▶ **TASK TO COMPLETE**
Return exactly the lines of the data below, from the one that contains "Each instance of the small" through the final line, and leave out every picture.

▶ **GIVEN RECORDS**
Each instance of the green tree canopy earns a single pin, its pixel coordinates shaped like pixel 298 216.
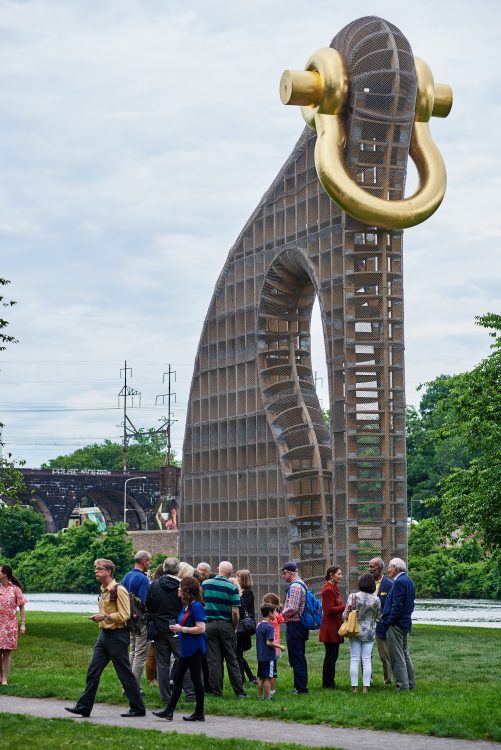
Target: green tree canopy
pixel 432 452
pixel 20 529
pixel 470 497
pixel 146 452
pixel 65 561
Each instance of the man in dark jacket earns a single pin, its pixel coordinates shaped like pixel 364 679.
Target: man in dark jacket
pixel 383 588
pixel 163 604
pixel 397 622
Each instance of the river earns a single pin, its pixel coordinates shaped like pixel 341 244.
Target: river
pixel 478 613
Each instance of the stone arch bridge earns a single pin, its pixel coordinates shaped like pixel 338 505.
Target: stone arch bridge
pixel 56 492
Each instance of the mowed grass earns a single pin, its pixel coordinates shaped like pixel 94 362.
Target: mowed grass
pixel 457 671
pixel 18 732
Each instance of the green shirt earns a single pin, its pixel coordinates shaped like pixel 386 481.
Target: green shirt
pixel 220 596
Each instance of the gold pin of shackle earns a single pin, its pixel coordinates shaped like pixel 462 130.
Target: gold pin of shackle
pixel 321 90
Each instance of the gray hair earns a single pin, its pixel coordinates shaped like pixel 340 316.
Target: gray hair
pixel 399 564
pixel 142 555
pixel 185 570
pixel 171 566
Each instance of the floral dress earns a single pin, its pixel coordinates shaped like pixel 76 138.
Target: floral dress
pixel 10 599
pixel 368 607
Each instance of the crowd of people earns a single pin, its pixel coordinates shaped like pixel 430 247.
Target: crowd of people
pixel 197 621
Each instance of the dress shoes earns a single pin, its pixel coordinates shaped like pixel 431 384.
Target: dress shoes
pixel 79 711
pixel 163 715
pixel 132 713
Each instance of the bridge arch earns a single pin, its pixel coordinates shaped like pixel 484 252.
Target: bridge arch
pixel 41 506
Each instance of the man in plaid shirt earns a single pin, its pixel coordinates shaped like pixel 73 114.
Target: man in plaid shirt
pixel 296 633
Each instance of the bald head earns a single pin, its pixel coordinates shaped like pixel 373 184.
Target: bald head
pixel 225 569
pixel 204 570
pixel 376 567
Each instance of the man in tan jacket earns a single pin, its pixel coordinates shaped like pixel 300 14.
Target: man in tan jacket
pixel 112 644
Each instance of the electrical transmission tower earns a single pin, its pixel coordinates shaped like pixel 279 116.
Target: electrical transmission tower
pixel 127 393
pixel 169 421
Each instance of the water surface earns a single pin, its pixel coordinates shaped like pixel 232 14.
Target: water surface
pixel 479 613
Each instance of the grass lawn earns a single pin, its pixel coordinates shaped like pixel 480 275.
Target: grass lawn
pixel 457 672
pixel 18 732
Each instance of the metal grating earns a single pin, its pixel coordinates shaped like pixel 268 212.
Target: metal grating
pixel 263 479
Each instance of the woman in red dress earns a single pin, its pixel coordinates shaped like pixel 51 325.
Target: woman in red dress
pixel 332 609
pixel 11 597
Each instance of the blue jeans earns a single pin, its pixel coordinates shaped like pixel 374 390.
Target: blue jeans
pixel 296 637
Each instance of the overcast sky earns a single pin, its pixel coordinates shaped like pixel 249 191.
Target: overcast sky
pixel 137 137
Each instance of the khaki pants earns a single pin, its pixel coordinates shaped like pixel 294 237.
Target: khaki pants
pixel 401 663
pixel 222 644
pixel 139 647
pixel 384 655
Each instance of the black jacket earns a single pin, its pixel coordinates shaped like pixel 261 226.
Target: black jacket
pixel 163 602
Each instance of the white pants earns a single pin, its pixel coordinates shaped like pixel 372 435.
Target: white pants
pixel 357 649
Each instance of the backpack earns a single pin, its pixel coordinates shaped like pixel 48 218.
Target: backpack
pixel 137 617
pixel 312 613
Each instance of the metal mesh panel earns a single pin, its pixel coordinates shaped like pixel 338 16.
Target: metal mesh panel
pixel 263 479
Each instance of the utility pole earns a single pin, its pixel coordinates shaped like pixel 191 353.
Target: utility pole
pixel 125 393
pixel 169 421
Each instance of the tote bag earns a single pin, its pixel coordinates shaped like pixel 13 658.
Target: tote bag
pixel 350 628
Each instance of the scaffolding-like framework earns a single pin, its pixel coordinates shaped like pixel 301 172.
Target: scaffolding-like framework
pixel 264 479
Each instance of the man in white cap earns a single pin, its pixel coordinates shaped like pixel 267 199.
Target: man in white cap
pixel 296 633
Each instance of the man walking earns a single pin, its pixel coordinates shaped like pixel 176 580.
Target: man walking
pixel 296 633
pixel 222 607
pixel 397 623
pixel 112 644
pixel 137 582
pixel 164 605
pixel 383 587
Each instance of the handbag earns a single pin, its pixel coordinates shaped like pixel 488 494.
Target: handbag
pixel 246 625
pixel 350 627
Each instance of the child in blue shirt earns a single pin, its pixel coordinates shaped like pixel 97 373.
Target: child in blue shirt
pixel 266 653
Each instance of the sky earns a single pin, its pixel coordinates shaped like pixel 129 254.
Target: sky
pixel 136 139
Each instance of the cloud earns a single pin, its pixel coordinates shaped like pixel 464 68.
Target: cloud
pixel 136 140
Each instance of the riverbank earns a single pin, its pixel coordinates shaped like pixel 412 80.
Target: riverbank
pixel 479 613
pixel 457 672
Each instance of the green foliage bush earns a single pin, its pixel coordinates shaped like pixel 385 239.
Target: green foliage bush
pixel 462 571
pixel 20 529
pixel 64 562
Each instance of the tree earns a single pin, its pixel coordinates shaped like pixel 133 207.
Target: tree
pixel 432 452
pixel 146 452
pixel 20 529
pixel 65 561
pixel 470 497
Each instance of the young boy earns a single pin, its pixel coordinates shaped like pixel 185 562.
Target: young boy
pixel 266 654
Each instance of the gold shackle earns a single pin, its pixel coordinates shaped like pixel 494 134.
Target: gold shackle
pixel 322 91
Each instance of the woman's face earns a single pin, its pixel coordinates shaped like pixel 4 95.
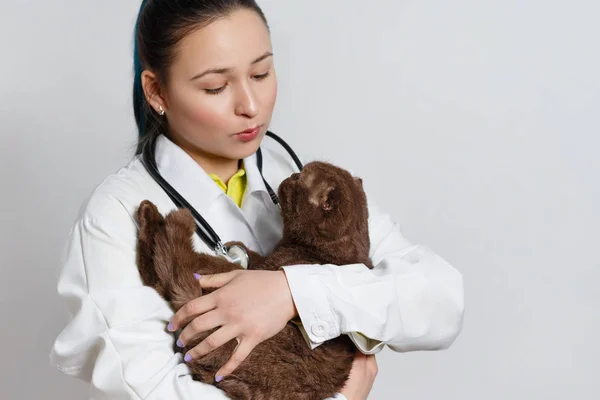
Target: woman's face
pixel 221 83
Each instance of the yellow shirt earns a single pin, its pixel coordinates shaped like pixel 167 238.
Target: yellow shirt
pixel 236 186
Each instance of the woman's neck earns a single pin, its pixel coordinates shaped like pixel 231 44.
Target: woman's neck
pixel 222 167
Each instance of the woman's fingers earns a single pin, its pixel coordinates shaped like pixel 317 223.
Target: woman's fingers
pixel 242 351
pixel 203 323
pixel 191 310
pixel 212 342
pixel 217 280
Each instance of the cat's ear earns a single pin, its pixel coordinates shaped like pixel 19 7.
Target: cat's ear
pixel 332 200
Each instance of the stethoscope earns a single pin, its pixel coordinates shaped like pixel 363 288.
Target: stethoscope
pixel 235 254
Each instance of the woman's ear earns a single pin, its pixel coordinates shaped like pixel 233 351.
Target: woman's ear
pixel 153 91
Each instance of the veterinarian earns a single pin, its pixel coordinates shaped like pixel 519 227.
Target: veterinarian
pixel 205 88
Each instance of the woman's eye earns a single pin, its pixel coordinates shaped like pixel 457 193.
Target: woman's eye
pixel 215 91
pixel 261 77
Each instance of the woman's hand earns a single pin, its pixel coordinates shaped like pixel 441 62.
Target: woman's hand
pixel 362 376
pixel 250 306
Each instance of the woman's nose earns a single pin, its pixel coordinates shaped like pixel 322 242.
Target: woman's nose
pixel 246 103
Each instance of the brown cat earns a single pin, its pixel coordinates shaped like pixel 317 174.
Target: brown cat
pixel 324 212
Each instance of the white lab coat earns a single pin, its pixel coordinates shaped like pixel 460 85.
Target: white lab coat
pixel 116 338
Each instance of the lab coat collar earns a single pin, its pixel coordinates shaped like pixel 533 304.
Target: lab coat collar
pixel 192 182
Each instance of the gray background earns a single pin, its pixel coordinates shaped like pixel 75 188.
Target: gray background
pixel 475 123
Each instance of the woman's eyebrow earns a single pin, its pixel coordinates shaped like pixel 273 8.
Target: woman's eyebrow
pixel 226 70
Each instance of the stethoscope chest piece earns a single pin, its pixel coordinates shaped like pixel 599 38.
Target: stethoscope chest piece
pixel 238 255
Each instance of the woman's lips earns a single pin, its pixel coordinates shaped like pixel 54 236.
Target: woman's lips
pixel 249 134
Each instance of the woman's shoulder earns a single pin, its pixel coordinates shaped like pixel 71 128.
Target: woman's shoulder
pixel 118 195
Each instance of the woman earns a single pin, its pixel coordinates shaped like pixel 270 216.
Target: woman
pixel 205 87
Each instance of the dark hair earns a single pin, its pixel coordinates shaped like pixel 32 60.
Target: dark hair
pixel 160 26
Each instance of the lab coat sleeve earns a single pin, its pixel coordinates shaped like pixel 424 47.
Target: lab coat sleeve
pixel 411 300
pixel 116 338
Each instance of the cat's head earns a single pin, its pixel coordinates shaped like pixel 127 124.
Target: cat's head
pixel 323 202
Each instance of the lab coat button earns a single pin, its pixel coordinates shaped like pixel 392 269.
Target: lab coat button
pixel 319 329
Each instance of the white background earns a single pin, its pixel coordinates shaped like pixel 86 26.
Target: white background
pixel 475 123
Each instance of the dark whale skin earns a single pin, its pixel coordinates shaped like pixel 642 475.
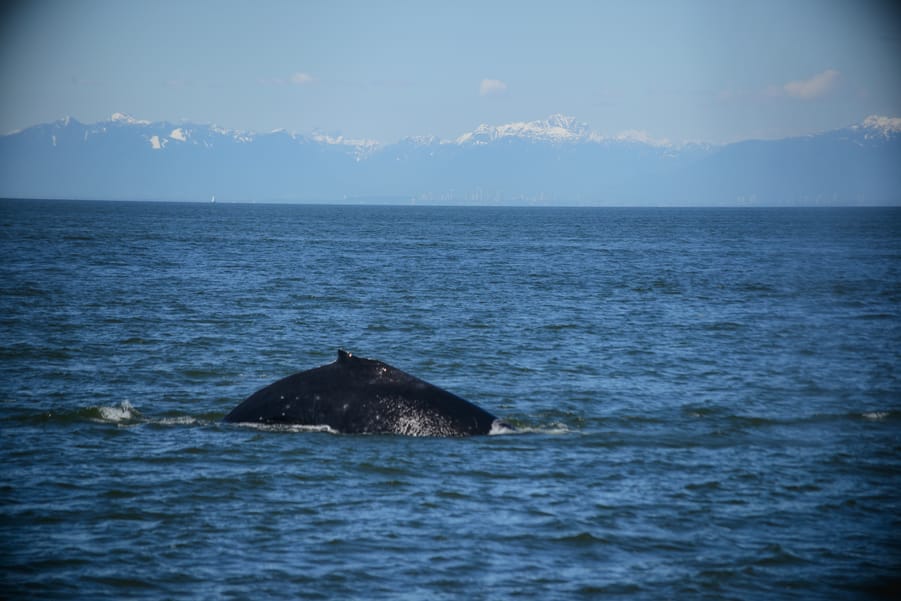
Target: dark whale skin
pixel 355 395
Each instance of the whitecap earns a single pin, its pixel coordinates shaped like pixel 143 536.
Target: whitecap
pixel 124 412
pixel 288 427
pixel 875 415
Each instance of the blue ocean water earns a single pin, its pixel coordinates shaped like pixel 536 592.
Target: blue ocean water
pixel 708 402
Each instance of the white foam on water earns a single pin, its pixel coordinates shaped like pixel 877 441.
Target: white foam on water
pixel 501 428
pixel 181 420
pixel 287 427
pixel 875 415
pixel 115 415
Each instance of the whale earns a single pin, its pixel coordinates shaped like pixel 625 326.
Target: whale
pixel 356 395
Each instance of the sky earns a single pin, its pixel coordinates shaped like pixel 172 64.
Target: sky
pixel 702 70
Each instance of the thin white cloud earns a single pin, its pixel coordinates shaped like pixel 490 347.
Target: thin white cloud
pixel 813 87
pixel 301 79
pixel 492 87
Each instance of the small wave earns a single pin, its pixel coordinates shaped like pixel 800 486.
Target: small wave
pixel 287 427
pixel 181 420
pixel 116 415
pixel 875 415
pixel 554 428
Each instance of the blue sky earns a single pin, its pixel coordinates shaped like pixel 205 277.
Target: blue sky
pixel 711 70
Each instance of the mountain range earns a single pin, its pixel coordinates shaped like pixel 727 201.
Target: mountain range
pixel 553 161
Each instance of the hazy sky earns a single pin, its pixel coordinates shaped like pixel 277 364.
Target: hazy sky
pixel 712 70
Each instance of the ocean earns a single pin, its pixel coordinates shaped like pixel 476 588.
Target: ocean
pixel 708 402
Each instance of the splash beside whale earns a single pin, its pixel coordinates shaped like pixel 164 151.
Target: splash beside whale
pixel 355 395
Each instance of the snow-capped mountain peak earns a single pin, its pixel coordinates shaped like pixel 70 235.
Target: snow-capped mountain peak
pixel 880 126
pixel 125 119
pixel 556 128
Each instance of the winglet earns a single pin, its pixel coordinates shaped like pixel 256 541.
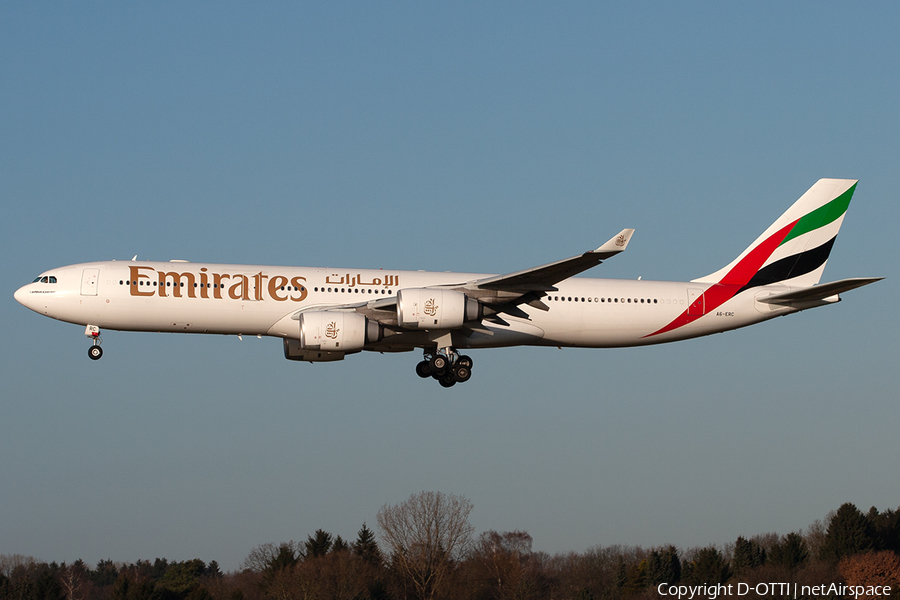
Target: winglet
pixel 617 244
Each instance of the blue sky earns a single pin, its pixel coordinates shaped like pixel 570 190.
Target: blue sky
pixel 470 137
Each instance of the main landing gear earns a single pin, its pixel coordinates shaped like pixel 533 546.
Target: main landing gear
pixel 447 366
pixel 95 351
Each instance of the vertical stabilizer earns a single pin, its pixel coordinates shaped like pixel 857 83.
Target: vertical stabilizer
pixel 794 249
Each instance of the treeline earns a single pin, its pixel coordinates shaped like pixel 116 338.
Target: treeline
pixel 427 551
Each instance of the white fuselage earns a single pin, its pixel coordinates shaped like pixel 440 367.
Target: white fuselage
pixel 264 300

▶ **RESPONSE**
Each instance of the small wave earns a single pin, its pixel coordinates shaped like pixel 800 486.
Target: small wave
pixel 287 427
pixel 181 420
pixel 116 415
pixel 875 415
pixel 554 428
Each instance of the blue sky earns a single pin, its pixel coordinates shaped like pixel 205 277.
Target: blue sky
pixel 711 70
Each instance of the mountain range earns a single pin, its pixel coordinates shaped like pixel 727 201.
Target: mountain range
pixel 553 161
Each instance of the hazy sky earns a single pin, its pixel coordinates shaped like pixel 277 364.
Target: hazy sky
pixel 712 70
Each instance of the ocean earns a single pin, its pixel coordinates shaped like pixel 476 588.
Target: ocean
pixel 708 402
Each instance of the splash beside whale earns a single pin, its pixel coordinates shaped like pixel 164 151.
Target: splash beside whale
pixel 355 395
Each instance of the snow-capped mountain peak earns a single pin, its pixel coordinates shaped like pixel 70 235.
Target: snow-capped mountain peak
pixel 880 126
pixel 125 119
pixel 556 128
Each instance of the winglet earns a single pin, its pixel coordinates shaped like pixel 256 541.
Target: winglet
pixel 617 244
Each instance of the blue sky earns a single pin, its pixel coordinates shaped like pixel 570 190.
Target: blue sky
pixel 470 137
Each instance of the main landing gear earns a single pin, its pixel coordinates shaped like pixel 533 546.
Target: main landing gear
pixel 447 366
pixel 95 351
Each instance of the vertical stabilizer earns a single pin, its pixel coordinates shaped like pixel 857 83.
Target: vertical stabilizer
pixel 794 249
Each instance of the treeline earns a single pin, its pixel coordinates shaped like pixel 116 338.
Target: treeline
pixel 427 551
Each instance of the white fuselage earns a single pin, its pixel coordinates shaped like pixel 440 367.
Target: white fuselage
pixel 264 300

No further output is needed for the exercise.